§ Input records:
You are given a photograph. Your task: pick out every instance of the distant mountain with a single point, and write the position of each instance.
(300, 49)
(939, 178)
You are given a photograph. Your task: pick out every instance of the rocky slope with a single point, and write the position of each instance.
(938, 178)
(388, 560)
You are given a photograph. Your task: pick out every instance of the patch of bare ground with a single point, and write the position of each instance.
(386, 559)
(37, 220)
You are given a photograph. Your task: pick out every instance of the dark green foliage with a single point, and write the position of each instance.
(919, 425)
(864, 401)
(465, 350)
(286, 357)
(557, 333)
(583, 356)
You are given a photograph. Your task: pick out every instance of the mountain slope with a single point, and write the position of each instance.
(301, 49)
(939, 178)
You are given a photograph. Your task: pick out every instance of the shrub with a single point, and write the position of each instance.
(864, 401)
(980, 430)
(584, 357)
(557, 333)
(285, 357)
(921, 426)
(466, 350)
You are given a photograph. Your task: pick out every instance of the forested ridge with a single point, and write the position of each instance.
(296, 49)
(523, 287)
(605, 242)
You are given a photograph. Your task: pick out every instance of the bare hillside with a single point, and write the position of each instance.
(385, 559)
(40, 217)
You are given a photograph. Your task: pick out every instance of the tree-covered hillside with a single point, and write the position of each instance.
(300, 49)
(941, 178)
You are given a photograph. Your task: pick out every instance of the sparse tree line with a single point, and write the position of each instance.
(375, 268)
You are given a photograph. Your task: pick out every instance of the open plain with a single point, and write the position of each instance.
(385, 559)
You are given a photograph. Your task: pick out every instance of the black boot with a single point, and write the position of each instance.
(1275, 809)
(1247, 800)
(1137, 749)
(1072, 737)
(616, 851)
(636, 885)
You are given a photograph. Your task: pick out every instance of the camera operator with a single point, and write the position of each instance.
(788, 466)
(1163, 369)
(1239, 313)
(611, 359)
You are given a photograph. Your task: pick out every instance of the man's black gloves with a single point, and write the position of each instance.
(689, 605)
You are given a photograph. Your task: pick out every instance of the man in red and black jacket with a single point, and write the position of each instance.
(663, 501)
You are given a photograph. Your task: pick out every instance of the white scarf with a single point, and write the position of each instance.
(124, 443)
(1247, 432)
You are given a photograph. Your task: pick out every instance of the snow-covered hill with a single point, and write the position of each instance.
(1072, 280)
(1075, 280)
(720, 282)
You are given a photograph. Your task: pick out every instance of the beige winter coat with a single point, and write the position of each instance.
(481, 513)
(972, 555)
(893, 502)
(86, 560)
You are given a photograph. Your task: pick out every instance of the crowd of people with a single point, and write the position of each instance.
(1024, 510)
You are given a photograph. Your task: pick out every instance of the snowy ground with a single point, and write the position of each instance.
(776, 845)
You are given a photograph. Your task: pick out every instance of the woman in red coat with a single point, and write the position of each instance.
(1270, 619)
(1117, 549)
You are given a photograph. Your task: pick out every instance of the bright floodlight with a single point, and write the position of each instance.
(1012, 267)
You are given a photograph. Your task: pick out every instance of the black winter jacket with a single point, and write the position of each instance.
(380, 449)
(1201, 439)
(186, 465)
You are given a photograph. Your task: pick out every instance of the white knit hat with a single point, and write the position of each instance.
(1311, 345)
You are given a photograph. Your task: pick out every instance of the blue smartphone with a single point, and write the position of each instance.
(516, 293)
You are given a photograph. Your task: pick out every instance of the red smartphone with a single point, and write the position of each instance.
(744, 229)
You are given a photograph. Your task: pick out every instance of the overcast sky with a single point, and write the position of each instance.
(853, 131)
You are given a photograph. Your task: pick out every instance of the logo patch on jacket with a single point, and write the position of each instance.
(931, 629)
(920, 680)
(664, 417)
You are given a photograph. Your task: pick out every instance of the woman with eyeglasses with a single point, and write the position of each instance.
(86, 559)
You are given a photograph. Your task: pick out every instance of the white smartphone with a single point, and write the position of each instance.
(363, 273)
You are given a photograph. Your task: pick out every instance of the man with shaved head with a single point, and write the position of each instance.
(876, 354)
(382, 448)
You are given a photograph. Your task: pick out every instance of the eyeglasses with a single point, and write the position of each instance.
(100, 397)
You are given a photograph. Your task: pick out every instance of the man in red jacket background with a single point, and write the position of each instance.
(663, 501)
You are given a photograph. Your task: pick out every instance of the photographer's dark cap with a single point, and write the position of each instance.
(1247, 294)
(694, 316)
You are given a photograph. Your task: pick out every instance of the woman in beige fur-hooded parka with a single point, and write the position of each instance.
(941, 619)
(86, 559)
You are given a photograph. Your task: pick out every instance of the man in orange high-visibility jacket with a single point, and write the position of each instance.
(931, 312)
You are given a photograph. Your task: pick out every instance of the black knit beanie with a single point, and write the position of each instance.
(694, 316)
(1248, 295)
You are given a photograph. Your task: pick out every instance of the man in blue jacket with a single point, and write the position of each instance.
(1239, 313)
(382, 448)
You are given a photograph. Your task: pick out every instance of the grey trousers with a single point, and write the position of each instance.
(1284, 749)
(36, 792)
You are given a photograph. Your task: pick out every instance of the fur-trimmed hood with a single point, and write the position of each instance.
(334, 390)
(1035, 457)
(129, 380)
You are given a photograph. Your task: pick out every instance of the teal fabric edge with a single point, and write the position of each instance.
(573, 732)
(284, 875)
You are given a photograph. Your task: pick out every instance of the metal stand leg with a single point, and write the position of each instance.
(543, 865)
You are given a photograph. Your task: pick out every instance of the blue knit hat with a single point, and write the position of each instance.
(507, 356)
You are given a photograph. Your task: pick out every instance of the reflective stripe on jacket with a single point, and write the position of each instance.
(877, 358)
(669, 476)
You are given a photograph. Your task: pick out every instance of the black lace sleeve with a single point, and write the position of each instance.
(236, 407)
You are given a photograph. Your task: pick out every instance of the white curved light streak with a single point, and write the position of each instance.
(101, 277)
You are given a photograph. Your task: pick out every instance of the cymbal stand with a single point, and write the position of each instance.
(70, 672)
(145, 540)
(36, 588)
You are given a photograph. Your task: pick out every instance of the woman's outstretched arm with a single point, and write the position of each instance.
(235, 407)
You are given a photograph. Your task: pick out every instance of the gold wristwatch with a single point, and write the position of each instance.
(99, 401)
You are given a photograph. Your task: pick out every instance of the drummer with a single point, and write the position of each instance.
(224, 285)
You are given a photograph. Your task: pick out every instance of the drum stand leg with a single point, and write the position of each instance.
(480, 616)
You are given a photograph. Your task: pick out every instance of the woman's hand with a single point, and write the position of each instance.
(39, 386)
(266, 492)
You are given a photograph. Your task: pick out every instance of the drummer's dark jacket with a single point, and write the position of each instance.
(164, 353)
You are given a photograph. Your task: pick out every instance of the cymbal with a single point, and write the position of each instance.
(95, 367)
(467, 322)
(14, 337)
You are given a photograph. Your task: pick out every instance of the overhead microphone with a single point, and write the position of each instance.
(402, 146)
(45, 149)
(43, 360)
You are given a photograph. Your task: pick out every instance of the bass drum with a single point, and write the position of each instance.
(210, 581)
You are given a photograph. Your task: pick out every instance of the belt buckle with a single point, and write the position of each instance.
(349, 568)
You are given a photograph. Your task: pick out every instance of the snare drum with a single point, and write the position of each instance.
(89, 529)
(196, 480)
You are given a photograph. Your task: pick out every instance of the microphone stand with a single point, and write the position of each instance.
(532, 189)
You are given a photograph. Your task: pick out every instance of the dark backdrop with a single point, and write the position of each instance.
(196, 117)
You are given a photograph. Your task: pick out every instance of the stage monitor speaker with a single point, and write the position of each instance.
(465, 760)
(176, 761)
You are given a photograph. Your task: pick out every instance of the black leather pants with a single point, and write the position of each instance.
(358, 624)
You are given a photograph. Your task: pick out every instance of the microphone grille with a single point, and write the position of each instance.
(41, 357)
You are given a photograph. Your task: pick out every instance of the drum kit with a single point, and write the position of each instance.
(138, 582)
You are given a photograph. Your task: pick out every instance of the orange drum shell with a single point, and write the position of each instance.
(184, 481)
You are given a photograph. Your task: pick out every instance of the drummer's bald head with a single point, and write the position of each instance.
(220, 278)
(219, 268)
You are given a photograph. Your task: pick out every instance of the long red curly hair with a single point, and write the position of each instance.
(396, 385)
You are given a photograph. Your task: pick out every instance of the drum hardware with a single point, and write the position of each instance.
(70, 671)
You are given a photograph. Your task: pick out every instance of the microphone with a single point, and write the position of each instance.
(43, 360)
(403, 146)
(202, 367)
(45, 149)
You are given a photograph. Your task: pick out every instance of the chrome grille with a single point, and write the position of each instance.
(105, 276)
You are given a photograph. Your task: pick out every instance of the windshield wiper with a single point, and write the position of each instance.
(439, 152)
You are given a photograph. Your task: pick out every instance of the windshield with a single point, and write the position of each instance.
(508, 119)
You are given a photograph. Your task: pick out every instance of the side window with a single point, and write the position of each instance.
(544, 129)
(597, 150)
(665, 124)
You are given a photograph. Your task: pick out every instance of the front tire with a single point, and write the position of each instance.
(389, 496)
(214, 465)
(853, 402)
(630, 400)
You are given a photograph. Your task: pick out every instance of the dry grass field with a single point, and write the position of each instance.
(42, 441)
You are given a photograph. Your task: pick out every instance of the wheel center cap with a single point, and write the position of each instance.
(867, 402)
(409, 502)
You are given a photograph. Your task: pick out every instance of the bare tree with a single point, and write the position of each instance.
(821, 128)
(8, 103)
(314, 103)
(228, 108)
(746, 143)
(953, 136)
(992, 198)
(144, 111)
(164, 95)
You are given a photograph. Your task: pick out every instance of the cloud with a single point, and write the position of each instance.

§ What to do: Quote only the lines from the one containing "the dry grass" through the final line of the records, with both ends included.

§ Response:
You are given a photograph. Your task: pick out every instance of the dry grass field with a single point, and write the position of each instance.
(42, 441)
You are given a photograph. Your task: pick out every instance of the wheel center cap with a single point, and write the position of each instance.
(867, 402)
(409, 502)
You are given a photograph. Your task: pick out every instance of the bare tree with a single point, and write the position of each instance.
(821, 128)
(8, 103)
(314, 103)
(228, 108)
(746, 143)
(953, 136)
(992, 198)
(144, 111)
(164, 95)
You are given a photograph. Your task: pick out every instance of the cloud with a single point, and write the position of each instance.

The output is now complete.